## Instructions for the task
Copy each of the records below word for word.

## Given information
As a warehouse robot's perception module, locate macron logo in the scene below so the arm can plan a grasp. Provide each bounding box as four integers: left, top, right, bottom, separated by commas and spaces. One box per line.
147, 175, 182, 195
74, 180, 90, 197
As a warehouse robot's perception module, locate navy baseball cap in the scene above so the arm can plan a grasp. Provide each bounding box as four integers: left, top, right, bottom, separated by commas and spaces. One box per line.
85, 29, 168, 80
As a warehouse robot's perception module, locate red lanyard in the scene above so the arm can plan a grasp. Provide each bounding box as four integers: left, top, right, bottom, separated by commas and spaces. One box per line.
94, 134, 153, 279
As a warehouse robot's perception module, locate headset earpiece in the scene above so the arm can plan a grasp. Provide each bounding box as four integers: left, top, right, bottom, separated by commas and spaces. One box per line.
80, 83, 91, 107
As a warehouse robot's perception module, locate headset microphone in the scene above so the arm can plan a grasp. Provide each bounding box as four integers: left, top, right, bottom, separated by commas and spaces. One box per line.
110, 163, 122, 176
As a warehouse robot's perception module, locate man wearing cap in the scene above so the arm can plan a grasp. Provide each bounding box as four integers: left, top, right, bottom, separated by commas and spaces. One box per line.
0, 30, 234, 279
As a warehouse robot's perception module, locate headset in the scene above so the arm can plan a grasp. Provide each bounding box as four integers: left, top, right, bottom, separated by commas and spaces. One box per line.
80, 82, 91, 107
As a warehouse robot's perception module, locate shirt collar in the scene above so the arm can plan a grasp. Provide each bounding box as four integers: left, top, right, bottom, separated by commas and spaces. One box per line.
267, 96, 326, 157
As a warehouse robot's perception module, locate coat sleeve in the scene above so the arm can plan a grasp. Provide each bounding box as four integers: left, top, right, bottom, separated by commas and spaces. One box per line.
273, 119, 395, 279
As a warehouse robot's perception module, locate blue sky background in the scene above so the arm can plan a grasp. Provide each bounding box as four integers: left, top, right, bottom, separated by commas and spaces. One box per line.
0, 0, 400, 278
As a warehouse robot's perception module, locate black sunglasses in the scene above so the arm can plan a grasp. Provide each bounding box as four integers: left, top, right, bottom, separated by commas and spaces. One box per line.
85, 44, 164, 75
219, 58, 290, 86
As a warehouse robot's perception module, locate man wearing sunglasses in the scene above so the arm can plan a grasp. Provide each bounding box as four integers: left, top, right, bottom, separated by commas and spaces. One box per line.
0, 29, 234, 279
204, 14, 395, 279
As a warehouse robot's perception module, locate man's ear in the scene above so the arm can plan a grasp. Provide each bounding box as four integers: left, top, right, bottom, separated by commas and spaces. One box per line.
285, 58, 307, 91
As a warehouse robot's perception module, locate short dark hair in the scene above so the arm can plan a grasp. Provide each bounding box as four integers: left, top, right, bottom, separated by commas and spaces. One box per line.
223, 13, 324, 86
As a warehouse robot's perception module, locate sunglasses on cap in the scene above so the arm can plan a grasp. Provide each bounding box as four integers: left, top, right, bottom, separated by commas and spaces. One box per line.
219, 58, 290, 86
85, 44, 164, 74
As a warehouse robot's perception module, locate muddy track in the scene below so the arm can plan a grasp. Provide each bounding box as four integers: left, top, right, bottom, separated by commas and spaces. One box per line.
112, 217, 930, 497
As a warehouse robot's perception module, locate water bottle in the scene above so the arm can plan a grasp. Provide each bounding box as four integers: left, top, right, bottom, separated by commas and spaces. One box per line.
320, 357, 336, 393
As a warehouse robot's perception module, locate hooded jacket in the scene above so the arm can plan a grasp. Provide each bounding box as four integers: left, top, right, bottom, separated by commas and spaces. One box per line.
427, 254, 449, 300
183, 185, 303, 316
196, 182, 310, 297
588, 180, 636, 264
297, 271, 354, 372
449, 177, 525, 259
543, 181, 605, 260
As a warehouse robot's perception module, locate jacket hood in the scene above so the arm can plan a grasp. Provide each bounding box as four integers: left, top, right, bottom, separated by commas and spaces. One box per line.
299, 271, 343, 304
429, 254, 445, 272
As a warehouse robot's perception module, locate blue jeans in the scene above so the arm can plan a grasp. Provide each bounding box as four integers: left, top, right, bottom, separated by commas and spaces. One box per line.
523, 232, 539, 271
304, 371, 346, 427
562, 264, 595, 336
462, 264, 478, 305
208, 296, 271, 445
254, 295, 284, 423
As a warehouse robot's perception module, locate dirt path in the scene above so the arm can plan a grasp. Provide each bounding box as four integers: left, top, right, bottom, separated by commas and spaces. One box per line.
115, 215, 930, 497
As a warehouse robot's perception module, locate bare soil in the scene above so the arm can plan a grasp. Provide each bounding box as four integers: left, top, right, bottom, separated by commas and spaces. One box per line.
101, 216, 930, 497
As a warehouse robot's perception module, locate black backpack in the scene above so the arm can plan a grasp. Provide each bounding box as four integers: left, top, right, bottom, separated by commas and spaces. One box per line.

## Worked answer
As a warehouse robot's perception module, locate macron logo in the scene below so the arm can plan a grasp. Provide each bounding box as four integers: left, top, right, bottom, separated by commas and spaces. One box per line.
147, 175, 182, 195
74, 180, 90, 197
As a warehouse robot's perception module, locate navy baseball cap in the scene above so the arm can plan a grasp. Provide each bounding box as four integers: left, top, right, bottom, separated by commas and spaces. One box per line.
85, 29, 168, 80
As a warehouse robot's perception module, locate red lanyard in the scene above so the arm can plan a grasp. Provide each bounding box as four integers: left, top, right, bottom, separated by commas and spaces. One box per line.
94, 134, 153, 279
As a warehouse robot's perception module, locate headset earpiece in the scene above so the arm can plan a grasp. Provide each bounding box as four integers: left, top, right, bottom, separated by commas and spaces. One box per line.
80, 83, 91, 107
As a warehouse robot's perception module, locate headset microphone in the scene above so the arm can plan a grasp. Provide each bounding box as four integers: left, top, right, bottom, separated by commas and spaces. One box per line.
110, 163, 122, 176
As a warehouse robot's perception module, locate man wearing cap in the scene above so the arm can plan a grasp. Provide each bounding box as four integers: left, top, right, bottom, separated by commas and spaces. One box per line.
0, 30, 234, 279
As a warehouse robot's perception module, locate headset in the scene above so the arm can plan a grasp. Provide each bounding box as four integers: left, top, right, bottom, separated by commas and spaces. One box per line.
80, 82, 91, 107
As a warehouse robot's perception module, locate shirt collar in the scene above so the arm can plan a grasp. Provide each bounding box as four integers: left, top, right, bottom, separated by commas and spaces. One box per line.
267, 96, 326, 157
As a warehouse robot's perception module, locate coat sleeve in the scene above so the arm can plan a grasp. Provide each bounding box as four integers: left, top, right, bottom, separated by commas and spaces. One box per line.
273, 119, 395, 279
As a warehouse robot's perception module, locate blue sky background in the scene above so the arm can plan a grasp. Provide each bounding box as four integers: left, top, right, bottom, separated by commas and spaces. One box per line.
0, 0, 400, 278
As a warehouse robot's perception module, locate black sunglasses in the scene above so the arm can plan a grasp. Provide each bounding box as four integers: left, top, right, bottom, separated by commas and spaces. One box per line.
85, 44, 164, 75
219, 58, 290, 86
As a warehouse robot's perception module, locate man wearing sunglasses in the scene above so the arm can plan a grasp. Provide each bounding box as four integers: left, top, right, bottom, separated by commas and spaces. One box per line.
0, 29, 234, 279
204, 14, 395, 279
As a warehouse robot's perception module, locate man's ear in the scene above so the arm can plan a grasp. Provide each bounding box as four integers: left, top, right, bottom, separated by commas and spaces. One box per line.
285, 58, 307, 91
As a warehouse robot's perception module, locate short dark hair in the scene above so the arm can plan a grasp. Provide each bounding box as four integers: left, top, right, bottom, separated by commas and spaces. One box per line.
223, 13, 324, 86
As a warehouse robot's perception module, locate sunglasses on cap in the scene above so the arm can plan a grasp. Provide each bounding box as four integers: left, top, right, bottom, separated by commas and spaces. One box per line.
219, 58, 290, 86
85, 44, 164, 74
As a warehouse robot's perception module, locate muddy track in the scene below so the arm can plan a grasp. Provide each bounding box as four integers: left, top, right, bottom, separated by commas and spaces. One box per line.
112, 217, 930, 497
As a warehouse robot's perception module, locate water bottle in the scene above so the arm can plan a grasp. Provide each bounding box as four integers: left, top, right, bottom, separated by commas and spaces. One box per line.
320, 357, 336, 393
As a warehouse robot's perception module, locate hooded jacket in the scene above so the arm can plan a grasp. Provide each bounding box as four integers: left, top, right, bottom, separated by commas and spaces. One box per line.
427, 254, 449, 300
183, 185, 303, 316
196, 182, 310, 297
588, 180, 636, 264
297, 271, 354, 372
449, 177, 525, 259
543, 181, 605, 260
As a warehouse robot's perception module, locate jacket hood in the scene above so the arm can plan a grasp. Provide each bounding box as four integers: left, top, right, bottom, separated by commas and spaces. One box per line.
299, 271, 343, 304
429, 254, 445, 272
As a warehouse robot's perception module, locate blue jeans in the scene above so the arm can plan a grasp. Provide each bounding box as four integers: left, top, right, bottom, separated by commas and spaces. One box per line.
523, 232, 539, 271
304, 371, 346, 427
562, 264, 595, 336
462, 264, 478, 305
208, 296, 271, 445
254, 295, 284, 423
As a warehouse robot's perception module, locate dirt path in the scene above so the arm can plan a grasp. Provide each bounding box as four integers: left, top, right, bottom, separated by commas and spaces. One box per line.
115, 215, 930, 497
As a warehouse robot's perception module, locate bare soil in the scene above so the arm can plan a grasp. Provide each bounding box as four integers: left, top, right, bottom, separated by commas and spaces. One box per line.
101, 216, 930, 497
As a warehouse robot's perception module, locate black backpack in the scene above so the arm can plan a grasp. Provide each bounding box as four integers: left, top, right, bottom, separated by commas and spaces. One box per line.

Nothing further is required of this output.